— SHORT TASK 1 —
In the forum thread about converting notes to grace notes in Sibelius, which program has JohnG been using for years?
— SHORT TASK 2 —
Write the next part of the forum thread about converting notes to grace notes in Sibelius, starting after its last line.

# MusicXML => Sibelius: how to convert to grace notes efficiently?



## JohnG (Aug 29, 2020)

Hi all,

Is there a plugin or other trick available to convert regular notes to grace notes in Sibelius? I have to (quickly) orchestrate quite a lot of music and I have, for this score, a lot of grace notes. When importing MusicXML from DAW to Sibelius, these show up as (usually) 16th or shorter values (semiquavers or "other").

Is there a fast way to convert these notes to grace notes and make the succeeding note "whole?" For example, a sixteenth D-natural followed by a dotted eighth C-natural -- I want a grace note D with a slash (and slur) followed by a quarter note C. [semiquaver D followed by dotted quaver C; convert to grace note D followed by crotchet C]

Doing this manually is amazingly tedious and I have a lot of music to get through. There must be a way...

I have been using Finale all these years but am fed up with it, so am still learning some basics in Sibelius.


----------



## JonS (Aug 29, 2020)

JohnG said:


> Hi all,
> 
> Is there a plugin or other trick available to convert regular notes to grace notes in Sibelius? I have to (quickly) orchestrate quite a lot of music and I have, for this score, a lot of grace notes. When importing MusicXML from DAW to Sibelius, these show up as (usually) 16th or shorter values (semiquavers or "other").
> 
> ...

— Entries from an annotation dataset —

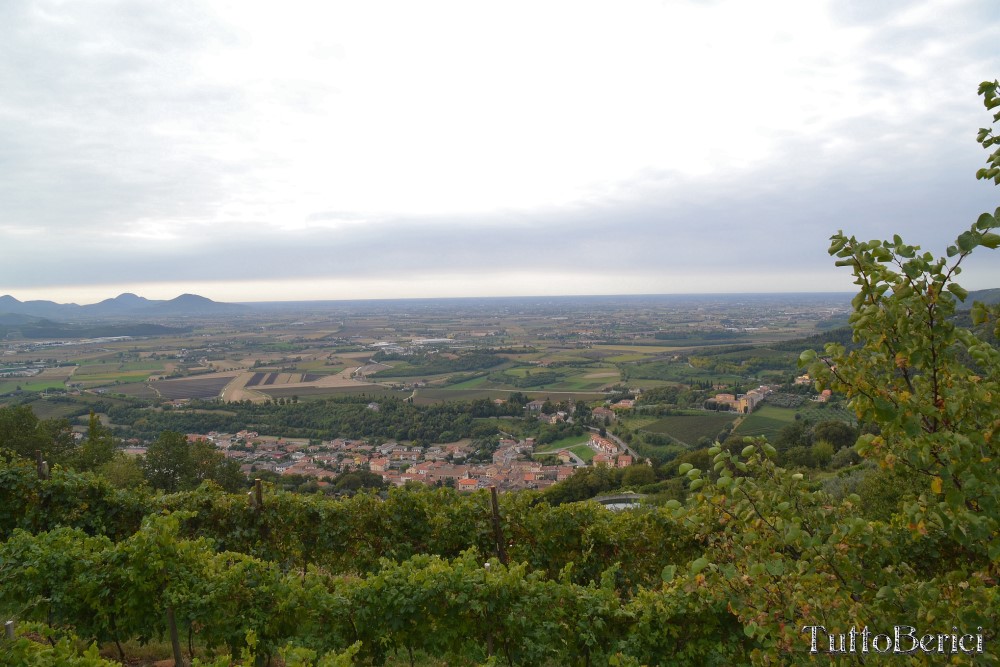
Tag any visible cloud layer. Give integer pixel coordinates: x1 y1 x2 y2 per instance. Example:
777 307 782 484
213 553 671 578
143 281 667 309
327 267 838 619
0 0 1000 301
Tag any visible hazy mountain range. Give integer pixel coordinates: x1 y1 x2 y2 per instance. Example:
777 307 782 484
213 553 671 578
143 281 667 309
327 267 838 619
0 293 249 324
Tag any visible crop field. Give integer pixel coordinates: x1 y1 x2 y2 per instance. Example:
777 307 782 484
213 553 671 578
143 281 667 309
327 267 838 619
448 375 489 391
643 412 736 446
35 366 76 380
734 405 798 440
413 385 604 405
151 375 234 400
535 433 590 458
0 378 64 395
257 383 409 401
72 370 150 389
115 382 159 399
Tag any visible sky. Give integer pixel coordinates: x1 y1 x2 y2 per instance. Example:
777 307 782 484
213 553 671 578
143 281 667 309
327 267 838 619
0 0 1000 303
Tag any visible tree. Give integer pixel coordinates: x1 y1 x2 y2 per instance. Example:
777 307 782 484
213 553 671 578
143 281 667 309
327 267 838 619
73 411 118 470
0 405 75 465
664 82 1000 664
140 431 246 492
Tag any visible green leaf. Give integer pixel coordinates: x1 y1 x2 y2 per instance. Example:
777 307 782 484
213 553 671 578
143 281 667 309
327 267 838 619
979 232 1000 250
691 556 711 574
955 230 976 252
948 284 968 301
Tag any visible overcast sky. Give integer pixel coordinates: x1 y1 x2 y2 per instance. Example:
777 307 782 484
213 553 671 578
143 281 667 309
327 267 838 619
0 0 1000 303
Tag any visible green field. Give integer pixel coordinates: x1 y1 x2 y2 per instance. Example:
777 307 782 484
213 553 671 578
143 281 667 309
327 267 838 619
0 378 65 395
643 412 736 446
734 402 855 441
413 383 604 405
71 367 150 387
535 433 590 460
734 405 797 440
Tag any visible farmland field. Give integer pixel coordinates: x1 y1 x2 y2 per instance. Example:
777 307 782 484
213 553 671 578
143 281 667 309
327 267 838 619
413 387 604 405
114 382 159 399
257 383 409 400
735 405 797 440
643 412 736 445
151 374 235 400
0 378 64 394
535 433 590 458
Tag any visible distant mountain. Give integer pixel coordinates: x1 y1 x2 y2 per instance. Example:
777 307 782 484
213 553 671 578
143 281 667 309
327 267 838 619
0 313 192 339
965 287 1000 308
0 292 249 322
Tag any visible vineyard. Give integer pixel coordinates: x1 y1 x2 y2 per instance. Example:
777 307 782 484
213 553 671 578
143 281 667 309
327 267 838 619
0 457 736 665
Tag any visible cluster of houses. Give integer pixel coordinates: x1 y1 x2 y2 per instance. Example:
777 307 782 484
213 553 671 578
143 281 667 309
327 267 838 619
173 422 633 491
715 385 773 414
173 431 632 491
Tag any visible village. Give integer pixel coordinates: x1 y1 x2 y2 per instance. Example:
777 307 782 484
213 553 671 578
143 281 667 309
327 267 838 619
170 431 635 491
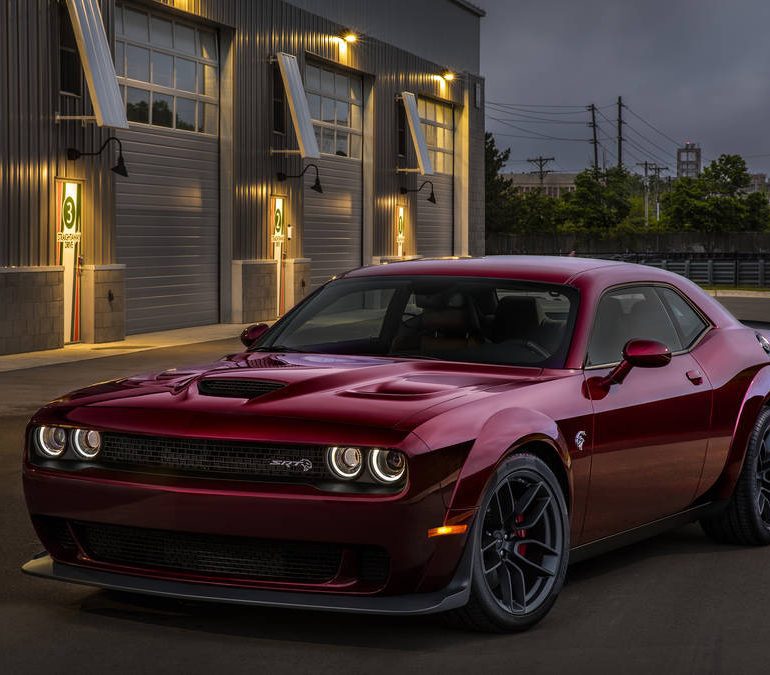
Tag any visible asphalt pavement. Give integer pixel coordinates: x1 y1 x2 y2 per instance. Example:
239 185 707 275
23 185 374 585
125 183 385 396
0 340 770 675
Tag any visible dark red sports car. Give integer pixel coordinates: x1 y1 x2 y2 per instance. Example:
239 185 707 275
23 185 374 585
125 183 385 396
19 257 770 630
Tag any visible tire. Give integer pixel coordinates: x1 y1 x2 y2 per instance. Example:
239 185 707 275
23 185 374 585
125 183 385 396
446 454 570 633
700 408 770 546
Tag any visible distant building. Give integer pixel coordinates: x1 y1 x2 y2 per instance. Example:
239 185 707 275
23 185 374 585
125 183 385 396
504 173 577 197
676 143 703 178
746 173 767 194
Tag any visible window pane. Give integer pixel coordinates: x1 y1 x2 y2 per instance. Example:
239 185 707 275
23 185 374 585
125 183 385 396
305 66 321 91
176 97 195 131
321 129 334 155
350 134 361 159
307 94 321 120
203 103 219 135
150 16 174 47
321 98 335 124
126 45 150 82
123 7 150 42
174 23 195 54
334 131 348 157
337 101 348 127
126 87 150 124
176 58 195 91
115 42 126 75
152 93 174 127
588 286 682 366
350 105 361 131
334 73 350 98
152 52 174 87
115 5 123 35
198 30 217 61
350 77 361 101
198 63 219 96
321 70 334 96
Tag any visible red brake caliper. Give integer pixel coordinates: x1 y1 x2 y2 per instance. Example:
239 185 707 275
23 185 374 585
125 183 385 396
514 514 527 555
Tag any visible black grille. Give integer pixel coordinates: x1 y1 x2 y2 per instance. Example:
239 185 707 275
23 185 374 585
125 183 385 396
73 523 343 584
198 378 286 398
99 433 327 482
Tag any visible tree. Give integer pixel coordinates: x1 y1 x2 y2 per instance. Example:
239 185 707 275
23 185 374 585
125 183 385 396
566 167 634 235
484 132 512 234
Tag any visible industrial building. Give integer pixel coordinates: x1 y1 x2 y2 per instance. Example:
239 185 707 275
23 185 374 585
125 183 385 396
0 0 484 354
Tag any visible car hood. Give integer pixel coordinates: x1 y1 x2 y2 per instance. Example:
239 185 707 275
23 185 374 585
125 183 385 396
44 352 550 431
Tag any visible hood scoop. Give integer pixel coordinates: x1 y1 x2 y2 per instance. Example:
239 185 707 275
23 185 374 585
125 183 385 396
198 377 286 399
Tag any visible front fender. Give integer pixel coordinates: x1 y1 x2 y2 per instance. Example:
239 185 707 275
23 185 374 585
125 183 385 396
712 366 770 500
450 407 573 511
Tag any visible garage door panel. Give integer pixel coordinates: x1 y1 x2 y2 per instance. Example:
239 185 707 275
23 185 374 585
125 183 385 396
303 156 363 288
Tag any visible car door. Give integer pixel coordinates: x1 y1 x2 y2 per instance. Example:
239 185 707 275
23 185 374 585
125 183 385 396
583 285 712 541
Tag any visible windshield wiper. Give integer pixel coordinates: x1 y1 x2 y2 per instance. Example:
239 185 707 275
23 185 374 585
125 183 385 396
388 352 445 361
251 345 307 354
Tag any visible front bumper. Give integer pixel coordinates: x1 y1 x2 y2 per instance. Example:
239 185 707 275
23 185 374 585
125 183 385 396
22 547 472 616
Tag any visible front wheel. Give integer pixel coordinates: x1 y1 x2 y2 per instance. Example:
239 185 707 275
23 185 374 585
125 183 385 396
701 408 770 546
448 454 570 632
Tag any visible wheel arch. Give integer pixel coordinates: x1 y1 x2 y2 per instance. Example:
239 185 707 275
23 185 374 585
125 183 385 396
709 365 770 500
450 408 574 513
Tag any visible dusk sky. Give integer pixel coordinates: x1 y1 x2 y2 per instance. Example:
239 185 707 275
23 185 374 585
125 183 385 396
476 0 770 173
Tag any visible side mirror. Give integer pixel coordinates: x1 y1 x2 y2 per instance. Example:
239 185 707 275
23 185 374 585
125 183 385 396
241 323 270 347
603 340 671 386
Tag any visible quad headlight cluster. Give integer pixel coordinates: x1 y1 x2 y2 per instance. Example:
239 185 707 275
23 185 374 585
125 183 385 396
326 445 406 485
33 427 102 460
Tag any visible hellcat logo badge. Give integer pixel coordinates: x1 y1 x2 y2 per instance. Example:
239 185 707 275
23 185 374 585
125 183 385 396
575 431 586 452
270 459 313 473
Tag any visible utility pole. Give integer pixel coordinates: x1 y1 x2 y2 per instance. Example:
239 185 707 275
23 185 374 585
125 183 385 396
588 103 599 176
636 160 652 227
618 96 623 169
527 155 556 191
652 164 668 223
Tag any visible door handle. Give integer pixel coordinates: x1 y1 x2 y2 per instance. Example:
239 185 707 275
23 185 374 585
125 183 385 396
687 370 703 384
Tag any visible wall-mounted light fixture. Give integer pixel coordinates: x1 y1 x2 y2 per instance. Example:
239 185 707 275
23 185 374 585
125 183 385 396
399 180 436 204
275 164 324 194
67 136 128 178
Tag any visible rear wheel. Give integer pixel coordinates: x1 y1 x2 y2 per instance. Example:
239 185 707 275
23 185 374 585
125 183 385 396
449 454 569 632
701 408 770 546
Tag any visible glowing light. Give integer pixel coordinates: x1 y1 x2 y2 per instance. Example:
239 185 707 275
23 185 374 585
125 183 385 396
428 525 468 539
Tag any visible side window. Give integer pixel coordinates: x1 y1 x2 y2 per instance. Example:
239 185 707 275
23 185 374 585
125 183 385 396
658 288 708 349
586 286 683 366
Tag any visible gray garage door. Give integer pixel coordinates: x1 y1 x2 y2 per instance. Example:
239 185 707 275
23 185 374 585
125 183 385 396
303 64 363 288
116 5 219 333
413 98 454 257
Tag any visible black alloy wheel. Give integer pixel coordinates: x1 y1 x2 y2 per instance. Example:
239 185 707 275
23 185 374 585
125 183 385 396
440 454 570 632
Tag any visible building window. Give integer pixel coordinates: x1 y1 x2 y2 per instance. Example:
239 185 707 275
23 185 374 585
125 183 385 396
115 5 219 135
417 98 454 174
396 101 406 157
273 65 286 134
59 6 83 96
305 65 363 159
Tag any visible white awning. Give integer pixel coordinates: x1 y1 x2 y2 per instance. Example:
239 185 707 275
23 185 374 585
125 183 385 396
401 91 433 176
278 52 321 159
67 0 128 129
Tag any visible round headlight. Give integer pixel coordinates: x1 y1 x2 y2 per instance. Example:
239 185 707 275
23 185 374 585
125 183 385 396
326 446 364 480
369 448 406 483
35 427 67 457
72 429 102 459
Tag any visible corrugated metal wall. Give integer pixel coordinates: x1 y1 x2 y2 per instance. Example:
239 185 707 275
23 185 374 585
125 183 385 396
0 0 114 266
0 0 483 278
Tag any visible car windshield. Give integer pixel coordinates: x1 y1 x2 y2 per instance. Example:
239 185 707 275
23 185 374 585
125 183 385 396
255 276 577 368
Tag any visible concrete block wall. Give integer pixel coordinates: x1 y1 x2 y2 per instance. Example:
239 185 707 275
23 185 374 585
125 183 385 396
0 267 64 354
81 265 126 342
232 259 278 323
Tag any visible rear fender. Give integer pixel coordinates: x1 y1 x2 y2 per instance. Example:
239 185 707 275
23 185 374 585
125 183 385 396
713 366 770 499
444 408 573 510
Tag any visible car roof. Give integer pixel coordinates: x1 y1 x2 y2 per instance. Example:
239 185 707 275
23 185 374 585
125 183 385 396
344 255 628 284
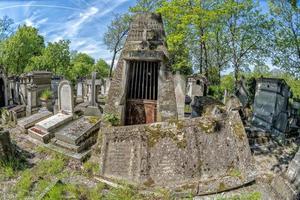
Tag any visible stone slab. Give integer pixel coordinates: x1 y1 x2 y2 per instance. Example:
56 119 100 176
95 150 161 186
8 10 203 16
18 111 52 129
271 176 299 200
98 108 256 195
55 116 100 145
28 126 54 143
84 106 102 116
44 142 91 161
35 113 73 132
52 134 98 153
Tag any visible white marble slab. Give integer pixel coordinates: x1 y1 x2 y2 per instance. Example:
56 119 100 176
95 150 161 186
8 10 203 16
35 113 73 132
18 111 52 129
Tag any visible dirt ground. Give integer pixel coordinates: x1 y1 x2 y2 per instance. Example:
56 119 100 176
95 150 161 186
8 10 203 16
0 129 300 200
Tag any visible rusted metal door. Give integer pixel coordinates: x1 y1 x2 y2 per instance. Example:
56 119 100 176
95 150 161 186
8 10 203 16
125 61 159 125
126 100 156 125
0 78 5 107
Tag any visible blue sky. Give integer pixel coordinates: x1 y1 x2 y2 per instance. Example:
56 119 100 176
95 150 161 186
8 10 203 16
0 0 135 63
0 0 267 63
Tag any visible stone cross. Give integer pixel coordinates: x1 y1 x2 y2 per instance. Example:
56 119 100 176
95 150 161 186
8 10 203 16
58 80 74 115
90 72 97 106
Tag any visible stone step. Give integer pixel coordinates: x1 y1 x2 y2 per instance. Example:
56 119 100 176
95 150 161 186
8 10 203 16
45 142 92 161
28 126 54 143
18 111 52 129
271 176 299 200
55 116 100 146
51 140 80 153
51 134 97 153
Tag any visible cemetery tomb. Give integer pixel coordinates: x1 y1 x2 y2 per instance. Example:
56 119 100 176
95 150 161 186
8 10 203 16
28 81 74 143
187 74 207 100
97 13 256 195
0 78 5 107
0 128 14 161
125 61 160 125
49 116 100 160
104 13 177 125
18 110 52 131
252 78 291 138
98 98 256 195
0 71 9 108
20 71 52 116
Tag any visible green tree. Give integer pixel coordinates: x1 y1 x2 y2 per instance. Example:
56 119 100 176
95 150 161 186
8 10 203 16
103 14 131 77
269 0 300 76
129 0 164 13
225 0 270 81
67 53 95 80
0 16 14 41
94 59 110 77
25 40 70 75
1 25 45 74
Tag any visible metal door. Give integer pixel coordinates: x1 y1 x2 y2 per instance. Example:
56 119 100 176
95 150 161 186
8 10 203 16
125 61 159 125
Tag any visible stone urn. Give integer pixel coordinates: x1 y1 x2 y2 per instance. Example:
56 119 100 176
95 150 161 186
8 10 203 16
40 98 52 110
40 90 52 111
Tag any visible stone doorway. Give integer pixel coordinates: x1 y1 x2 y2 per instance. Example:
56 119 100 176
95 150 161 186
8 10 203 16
125 61 160 125
0 78 5 107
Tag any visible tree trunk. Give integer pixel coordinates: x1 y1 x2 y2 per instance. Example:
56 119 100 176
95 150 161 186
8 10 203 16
109 51 117 78
203 41 209 80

— TASK ANSWER 1 —
Finale

— TASK ANSWER 2 —
Sibelius - the leading music composition and notation software





Sibelius - the leading music composition and notation software


----------



## tonaliszt (Aug 29, 2020)

Those plugins look good!

I always put a note in saying to play the grace notes before or on the beat - otherwise I find that even good players will flub the first take splitting the difference.


----------



## MauroPantin (Aug 29, 2020)

I consider myself a power user of Sibelius and "grace notes" is just one of those things that it does not do very well, that plugin is the only relief I've found. Finale always gave me tremendous grief over grace notes so I see that as an improvement. But I'm sorry to tell you the handling for those items still sucks, particularly when there's a lot of them.


----------



## JohnG (Aug 29, 2020)

MauroPantin said:


> I consider myself a power user of Sibelius and "grace notes" is just one of those things that it does not do very well, that plugin is the only relief I've found. Finale always gave me tremendous grief over grace notes so I see that as an improvement. But I'm sorry to tell you the handling for those items still sucks, particularly when there's a lot of them.



Sadly, you're right. Even that plugin is pretty useless and grace notes are just a pain -- that's the first thing I would say is noticeably easier in Finale. I'm just retyping in all the notes. Luckily, I was able to change some of the defaults so they're like those in Finale (note entry in particular), so 25 years' practice with that isn't totally down the drain.

That said, Sibelius' 'magnetic' layout makes the appearance so much easier to achieve, at least for "regular" scores, than Finale, so I'm enduring the transition optimistically.


----------



## JonS (Aug 29, 2020)

It's amazing given how long DP and Sibelius have been around that grace notes are still a pain to deal with. You would think in today's age that one would not have to repeat programming or writing. I will say this, Sibelius has gotten much better over the years even though there are still issues here and there. Maybe the export process gets better one day. Till then I'll send you patience.


----------



## JohnG (Aug 29, 2020)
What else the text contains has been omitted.